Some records
= = = = = = =
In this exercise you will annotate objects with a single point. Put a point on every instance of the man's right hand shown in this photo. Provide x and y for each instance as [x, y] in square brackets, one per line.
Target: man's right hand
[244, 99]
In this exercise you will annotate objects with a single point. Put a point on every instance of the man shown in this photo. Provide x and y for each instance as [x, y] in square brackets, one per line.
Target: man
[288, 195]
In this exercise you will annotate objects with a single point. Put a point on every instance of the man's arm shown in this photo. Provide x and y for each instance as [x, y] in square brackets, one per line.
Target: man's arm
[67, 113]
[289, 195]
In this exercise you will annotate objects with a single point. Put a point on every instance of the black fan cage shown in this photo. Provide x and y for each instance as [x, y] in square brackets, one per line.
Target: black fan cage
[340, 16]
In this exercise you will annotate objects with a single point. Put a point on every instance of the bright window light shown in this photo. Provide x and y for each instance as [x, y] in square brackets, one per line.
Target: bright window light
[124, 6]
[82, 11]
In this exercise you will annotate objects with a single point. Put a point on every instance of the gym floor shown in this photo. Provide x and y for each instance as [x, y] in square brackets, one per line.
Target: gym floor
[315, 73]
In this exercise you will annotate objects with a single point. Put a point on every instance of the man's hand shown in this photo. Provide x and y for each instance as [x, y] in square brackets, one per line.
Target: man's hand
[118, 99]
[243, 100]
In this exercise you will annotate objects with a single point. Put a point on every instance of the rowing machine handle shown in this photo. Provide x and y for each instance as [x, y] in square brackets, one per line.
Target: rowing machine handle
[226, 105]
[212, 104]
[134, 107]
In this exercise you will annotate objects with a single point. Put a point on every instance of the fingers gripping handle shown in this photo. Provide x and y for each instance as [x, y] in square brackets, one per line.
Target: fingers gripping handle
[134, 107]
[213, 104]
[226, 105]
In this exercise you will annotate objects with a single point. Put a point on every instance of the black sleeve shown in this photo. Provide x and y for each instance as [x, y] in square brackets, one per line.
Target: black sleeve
= = = = = = =
*Direction*.
Copy out everything from the line containing "of the rowing" down to the end of the records, requests included, and shift every coordinate in the answers by adding 139 to it.

*Task solution*.
In this exercise you will annotate objects with a single point. Put a point on every instance of the rowing machine handle shown in this photo. Provide x and y for each instance as [x, y] in square brackets, one per line.
Target: rowing machine handle
[365, 244]
[351, 243]
[273, 246]
In this exercise you will annotate objects with a single point. Put a point on every instance of the fingers gripping handle shown in this photo. Provide x and y for each instance as [x, y] in square brackets, one per line.
Target: fingers gripping handle
[273, 246]
[352, 243]
[365, 244]
In this exercise you will annotate objects with a single point. Put a point on every instance of the black sleeve shown in this photo. Provide x and y for each instance as [x, y] in square brackets, one per line.
Target: black sleeve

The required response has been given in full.